Description of the task
Rewrite the article about the Tarfaya wind farm below from the words "In 1927 Saint-Exupery" through "the desert’s winds.", replacing "windmill blades" with "wind turbines".

It’s already known as “the place of the wind” but now that Africa’s largest wind plant has began to run, Tarfaya, Antoine de Sant-Exupery’s village is really beginning to fly. Tarfaya, a small fishing town in the south-west of Morocco facing the Canary Islands, is associated to the French aviator-writer who authored the ‘Little Prince’.

In 1927 Saint-Exupery was the manager of the airport linking France and Senegal and it is here that he drew his inspiration to write his most iconic story. A propeller ‘s biplane of the times is the rickety homage Marocco tributed to the inventor of a dream. Nowadays, all around lie 131 windmill blades, 81 metres high, scattered on 8,900 hectares and taking in the power of the desert’s winds.

After two years of labour and the mobilization of over 700 workers the park can guarantee a capacity of 301 megawatts which would be enough to light up a city of a million and a half people like Marrakesh. The contruction of the plant was undertaken by Taraya Energy Project (Tarac), a Moroccan company in which Nareva Holding, linked to the royal family, and French group GDF Suez, are equal shareholders. Five billion dirhams, the equivalent of 450 million euros were invested in the project and all funding came from the companies responsible for the realisation of the wind farm.

The capacity of the plant represents 15% of the 2 gigawatts that Marocco has fixed as a target for the development of renewable energies, including the solar one, within 2020. The Tarfaya investment is already freeing Morocco from the emission of 900 thousand tonnes of CO2. (ANSAmed).

Extracted entries
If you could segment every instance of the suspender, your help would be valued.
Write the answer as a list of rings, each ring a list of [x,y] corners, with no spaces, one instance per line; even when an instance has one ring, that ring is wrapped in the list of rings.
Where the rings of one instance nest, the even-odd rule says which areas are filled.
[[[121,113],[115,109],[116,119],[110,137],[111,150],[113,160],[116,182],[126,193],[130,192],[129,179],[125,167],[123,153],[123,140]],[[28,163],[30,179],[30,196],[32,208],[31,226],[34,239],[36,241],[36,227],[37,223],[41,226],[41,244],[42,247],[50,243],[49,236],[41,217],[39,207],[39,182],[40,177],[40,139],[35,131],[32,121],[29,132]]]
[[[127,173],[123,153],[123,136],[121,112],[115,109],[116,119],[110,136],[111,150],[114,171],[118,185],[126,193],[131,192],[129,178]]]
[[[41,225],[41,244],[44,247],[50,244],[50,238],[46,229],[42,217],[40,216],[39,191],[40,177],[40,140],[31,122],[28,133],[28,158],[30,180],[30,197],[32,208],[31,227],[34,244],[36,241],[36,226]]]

Written answer
In 1927 Saint-Exupery was the manager of the airport linking France and Senegal and it is here that he drew his inspiration to write his most iconic story. A propeller ‘s biplane of the times is the rickety homage Marocco tributed to the inventor of a dream. Nowadays, all around lie 131 wind turbines, 81 metres high, scattered on 8,900 hectares and taking in the power of the desert’s winds.